* _Problems to work on_
1 – In the birth account, what level had the blood platelet count fallen to?
2 – Extract the passage of the birth account starting at "Morning message to" and ending at "its purpose was.".

Just before 7:30 a.m. on Thursday, another doctor from my practice, Dr. Migliaccio (a/k/a "Dr. Mig") came to check my progress. Even though I had continued to have good, constant contractions all night (sometimes an epidural can cause them to stop, but not in my case), I was only eight centimeters dilated and 100% effaced. Dr. Mig then suggested breaking my water and starting me on Pitocin for a few hours in the hopes that my dilation would finally speed up so I could be in a position to push by late morning. He anticipated it would take me an hour to dilate per centimeter, so with only two centimeters left to go, we hoped I'd have the baby by lunchtime (and Eric texted our families to tell them as much).

Eric got a kick out of watching my contractions peak on the monitors

Morning message to family

Dr. Mig also went over the results of some blood work I had done over night. He explained that my blood platelet count was extremely low. He said that my platelets were around 60,000 when I was admitted on Wednesday morning, but had fallen to an alarming 43,000. He said that I would need a blood platelet transfusion before I could deliver my baby, but that he would need to order the blood platelets from the blood bank, as they are not kept at the hospital. He also said he wanted to start me on Sol-Medrol, which is a steroid, although I can't quite remember what its purpose was.

After the doctor left, the nurse came and put a hep-lock in my other wrist so they could do the blood transfusion and have access to another vein in case they needed it later. About an hour later, they began the transfusion of three units of blood platelets. While this was going on, Jess arrived back at the hospital after fighting through bad rush hour traffic. We filled her in on what was going on and then just basically waited to see what would happen.

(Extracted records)
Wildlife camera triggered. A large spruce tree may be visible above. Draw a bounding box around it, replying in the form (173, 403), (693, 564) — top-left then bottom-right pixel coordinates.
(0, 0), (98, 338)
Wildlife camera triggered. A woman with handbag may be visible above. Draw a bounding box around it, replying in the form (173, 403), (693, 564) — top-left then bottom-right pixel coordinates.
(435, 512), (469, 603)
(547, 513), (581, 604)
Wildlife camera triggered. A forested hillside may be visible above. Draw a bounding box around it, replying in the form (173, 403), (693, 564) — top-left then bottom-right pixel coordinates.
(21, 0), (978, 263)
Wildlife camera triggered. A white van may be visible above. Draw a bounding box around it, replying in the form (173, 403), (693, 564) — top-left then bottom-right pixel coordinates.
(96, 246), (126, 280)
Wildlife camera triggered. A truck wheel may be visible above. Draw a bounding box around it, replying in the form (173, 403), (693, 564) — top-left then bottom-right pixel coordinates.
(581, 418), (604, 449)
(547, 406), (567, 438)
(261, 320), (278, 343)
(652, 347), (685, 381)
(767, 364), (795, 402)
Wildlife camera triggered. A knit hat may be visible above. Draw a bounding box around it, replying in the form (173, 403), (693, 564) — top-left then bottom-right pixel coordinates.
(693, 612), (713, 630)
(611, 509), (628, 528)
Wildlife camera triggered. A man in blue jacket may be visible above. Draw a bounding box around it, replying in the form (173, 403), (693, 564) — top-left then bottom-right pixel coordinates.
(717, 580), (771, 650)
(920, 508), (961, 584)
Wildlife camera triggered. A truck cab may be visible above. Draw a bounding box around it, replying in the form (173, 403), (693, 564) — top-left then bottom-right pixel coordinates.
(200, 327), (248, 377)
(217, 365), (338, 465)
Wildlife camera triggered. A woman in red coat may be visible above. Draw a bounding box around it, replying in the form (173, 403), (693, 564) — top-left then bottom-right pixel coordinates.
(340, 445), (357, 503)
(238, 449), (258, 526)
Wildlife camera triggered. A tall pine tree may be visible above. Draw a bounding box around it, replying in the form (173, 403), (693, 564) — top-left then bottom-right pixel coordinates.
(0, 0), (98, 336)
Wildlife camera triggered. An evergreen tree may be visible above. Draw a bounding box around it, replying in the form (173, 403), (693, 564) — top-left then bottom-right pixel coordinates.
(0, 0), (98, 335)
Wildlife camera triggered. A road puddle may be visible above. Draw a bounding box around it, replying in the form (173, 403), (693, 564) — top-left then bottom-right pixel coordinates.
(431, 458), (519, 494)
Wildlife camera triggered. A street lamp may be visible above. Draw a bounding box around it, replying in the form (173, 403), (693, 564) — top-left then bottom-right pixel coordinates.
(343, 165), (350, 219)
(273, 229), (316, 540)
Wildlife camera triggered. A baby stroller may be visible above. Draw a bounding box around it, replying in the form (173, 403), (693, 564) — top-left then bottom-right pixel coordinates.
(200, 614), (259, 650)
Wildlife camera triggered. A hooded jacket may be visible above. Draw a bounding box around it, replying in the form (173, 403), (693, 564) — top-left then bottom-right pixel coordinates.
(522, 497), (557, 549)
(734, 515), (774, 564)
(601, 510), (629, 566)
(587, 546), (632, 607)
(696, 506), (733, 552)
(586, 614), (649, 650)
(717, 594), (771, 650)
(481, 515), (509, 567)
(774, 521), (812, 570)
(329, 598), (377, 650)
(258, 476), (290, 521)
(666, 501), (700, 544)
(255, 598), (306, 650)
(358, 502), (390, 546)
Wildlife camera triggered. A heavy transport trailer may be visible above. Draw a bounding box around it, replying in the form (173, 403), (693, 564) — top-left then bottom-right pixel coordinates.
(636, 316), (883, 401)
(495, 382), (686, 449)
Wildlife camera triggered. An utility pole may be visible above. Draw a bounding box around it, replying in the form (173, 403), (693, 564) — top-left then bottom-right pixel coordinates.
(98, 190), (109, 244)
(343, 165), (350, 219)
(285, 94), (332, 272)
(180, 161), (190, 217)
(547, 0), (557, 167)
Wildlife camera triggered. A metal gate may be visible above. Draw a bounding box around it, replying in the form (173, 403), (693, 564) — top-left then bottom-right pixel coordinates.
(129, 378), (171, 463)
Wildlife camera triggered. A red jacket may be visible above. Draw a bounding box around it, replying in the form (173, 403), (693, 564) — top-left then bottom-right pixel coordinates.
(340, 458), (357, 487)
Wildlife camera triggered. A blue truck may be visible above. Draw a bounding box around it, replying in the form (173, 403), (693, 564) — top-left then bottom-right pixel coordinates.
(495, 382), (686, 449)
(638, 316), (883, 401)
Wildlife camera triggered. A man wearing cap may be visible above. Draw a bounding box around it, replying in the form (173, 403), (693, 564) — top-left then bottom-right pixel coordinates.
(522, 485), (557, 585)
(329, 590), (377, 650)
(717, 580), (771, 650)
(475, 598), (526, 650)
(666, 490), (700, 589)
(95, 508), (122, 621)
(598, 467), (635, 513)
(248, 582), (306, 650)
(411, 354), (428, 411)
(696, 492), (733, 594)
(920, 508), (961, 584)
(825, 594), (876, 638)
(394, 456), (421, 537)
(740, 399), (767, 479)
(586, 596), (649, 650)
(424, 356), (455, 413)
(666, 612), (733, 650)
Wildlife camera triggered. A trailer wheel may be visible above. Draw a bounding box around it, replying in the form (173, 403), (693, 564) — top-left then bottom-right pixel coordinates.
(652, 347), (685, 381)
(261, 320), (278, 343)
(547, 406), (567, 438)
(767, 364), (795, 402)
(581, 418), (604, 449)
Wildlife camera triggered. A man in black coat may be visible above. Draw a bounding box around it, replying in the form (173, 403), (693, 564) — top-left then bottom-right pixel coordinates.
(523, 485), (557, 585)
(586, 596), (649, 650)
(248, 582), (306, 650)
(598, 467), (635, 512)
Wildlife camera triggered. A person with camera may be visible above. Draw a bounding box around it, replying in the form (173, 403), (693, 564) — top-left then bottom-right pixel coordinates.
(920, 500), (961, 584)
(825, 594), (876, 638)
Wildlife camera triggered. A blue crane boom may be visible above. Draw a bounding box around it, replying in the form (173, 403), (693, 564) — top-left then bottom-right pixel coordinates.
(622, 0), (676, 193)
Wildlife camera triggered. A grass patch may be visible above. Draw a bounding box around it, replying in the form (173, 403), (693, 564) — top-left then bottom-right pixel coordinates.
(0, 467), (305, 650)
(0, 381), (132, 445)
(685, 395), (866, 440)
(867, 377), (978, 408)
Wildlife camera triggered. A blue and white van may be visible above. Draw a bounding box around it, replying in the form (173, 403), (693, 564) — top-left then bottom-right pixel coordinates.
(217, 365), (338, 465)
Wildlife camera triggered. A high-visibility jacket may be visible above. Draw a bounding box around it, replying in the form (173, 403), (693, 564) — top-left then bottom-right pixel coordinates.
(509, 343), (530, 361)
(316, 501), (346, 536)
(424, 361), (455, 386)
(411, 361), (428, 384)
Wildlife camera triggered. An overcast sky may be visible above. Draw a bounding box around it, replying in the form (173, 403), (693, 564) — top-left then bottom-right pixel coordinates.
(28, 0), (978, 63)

* _Solved problems_
1 – 43,000

2 –
Morning message to family

Dr. Mig also went over the results of some blood work I had done over night. He explained that my blood platelet count was extremely low. He said that my platelets were around 60,000 when I was admitted on Wednesday morning, but had fallen to an alarming 43,000. He said that I would need a blood platelet transfusion before I could deliver my baby, but that he would need to order the blood platelets from the blood bank, as they are not kept at the hospital. He also said he wanted to start me on Sol-Medrol, which is a steroid, although I can't quite remember what its purpose was.